| What to work on |
Line by line, retype the whole listing exactly.

| Records shown |
*** Block opens ***

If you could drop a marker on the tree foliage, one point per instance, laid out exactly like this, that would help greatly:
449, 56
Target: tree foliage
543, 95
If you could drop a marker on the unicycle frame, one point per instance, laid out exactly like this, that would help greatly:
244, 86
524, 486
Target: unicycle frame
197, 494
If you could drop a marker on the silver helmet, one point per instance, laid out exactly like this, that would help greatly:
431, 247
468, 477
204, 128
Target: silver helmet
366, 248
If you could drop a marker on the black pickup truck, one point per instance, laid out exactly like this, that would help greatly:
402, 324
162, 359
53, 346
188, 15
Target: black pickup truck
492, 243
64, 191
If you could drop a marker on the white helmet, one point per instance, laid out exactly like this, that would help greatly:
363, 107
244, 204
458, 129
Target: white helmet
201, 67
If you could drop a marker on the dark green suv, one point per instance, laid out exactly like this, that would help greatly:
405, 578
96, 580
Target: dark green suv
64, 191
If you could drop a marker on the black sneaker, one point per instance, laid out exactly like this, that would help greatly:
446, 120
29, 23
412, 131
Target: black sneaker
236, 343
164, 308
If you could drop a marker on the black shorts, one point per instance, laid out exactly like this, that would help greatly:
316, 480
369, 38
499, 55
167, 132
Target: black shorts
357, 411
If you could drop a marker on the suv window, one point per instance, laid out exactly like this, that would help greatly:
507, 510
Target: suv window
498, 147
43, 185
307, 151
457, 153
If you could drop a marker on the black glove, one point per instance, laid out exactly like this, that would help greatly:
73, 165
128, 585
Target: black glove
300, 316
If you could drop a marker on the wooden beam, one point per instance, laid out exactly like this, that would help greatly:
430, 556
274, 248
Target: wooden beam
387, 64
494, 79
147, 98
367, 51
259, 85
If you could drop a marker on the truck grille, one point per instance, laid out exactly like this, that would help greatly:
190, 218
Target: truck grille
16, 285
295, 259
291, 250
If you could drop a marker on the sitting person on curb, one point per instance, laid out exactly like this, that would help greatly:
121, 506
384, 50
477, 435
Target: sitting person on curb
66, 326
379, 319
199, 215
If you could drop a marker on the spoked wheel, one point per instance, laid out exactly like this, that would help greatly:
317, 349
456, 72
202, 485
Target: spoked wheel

*** Block closes ***

| Finished exercise |
If you could drop a marker on the tree foliage, one point per instance, laid out exactly like this, that would help greatly:
449, 56
Target: tree foliage
543, 95
If you could drop a marker on the unicycle frame, one point per instance, laid out exactly like this, that would help greatly:
244, 86
524, 486
Target: unicycle frame
197, 494
If you could drop a marker on the silver helmet, one point per instance, laid out exactly like this, that would help greatly:
431, 247
468, 477
204, 128
Target: silver helmet
366, 248
If you could drop a marker on the black pickup truck, one point per instance, laid out exactly like this, that would help greatly:
402, 324
162, 359
53, 346
188, 15
Target: black pickup truck
492, 243
64, 191
If you could drop a marker on the white helmet, one point per instance, laid out exactly like this, that would help greatly:
363, 107
244, 204
458, 129
Target: white helmet
201, 67
If you could drop a marker on the dark green suv, one point per instance, laid out exactly like this, that would help greatly:
405, 578
96, 580
Target: dark green suv
64, 191
If you could drop a marker on the black sneaker, one point per instance, laid out exactly like this, that would help greatly:
446, 120
29, 23
412, 131
Target: black sneaker
236, 343
164, 308
If you could drop a marker on the black shorts, one point per instance, laid out exactly like this, that would help greatly:
316, 480
369, 38
499, 55
167, 132
Target: black shorts
357, 411
If you could drop a marker on the suv window, one point per instance, laid out exactly like this, that would help greatly:
507, 510
Target: suv window
498, 147
43, 185
307, 151
457, 153
If you could drop a marker on the black glove, one point per instance, laid out exactly like this, that would help greatly:
73, 165
128, 585
Target: black glove
300, 316
If you could drop a marker on the wooden beam, one point per instance, laid out exactly like this, that would help greatly:
430, 556
274, 248
Target: wooden beam
387, 64
494, 79
147, 98
367, 51
259, 85
If you could drop a marker on the truck grille, one point per instance, laid out exactly like this, that would help greatly:
190, 218
Target: truck grille
16, 285
295, 259
291, 250
If you could drop a marker on the sitting person on curb, one point per instance, laid out exactly like this, that would help greatly:
121, 506
384, 50
477, 435
Target: sitting person on curb
66, 326
379, 319
199, 215
If you could drop a marker on the spoked wheel, one point per instance, laid out exactly like this, that would help greatly:
317, 349
456, 72
202, 485
Target: spoked wheel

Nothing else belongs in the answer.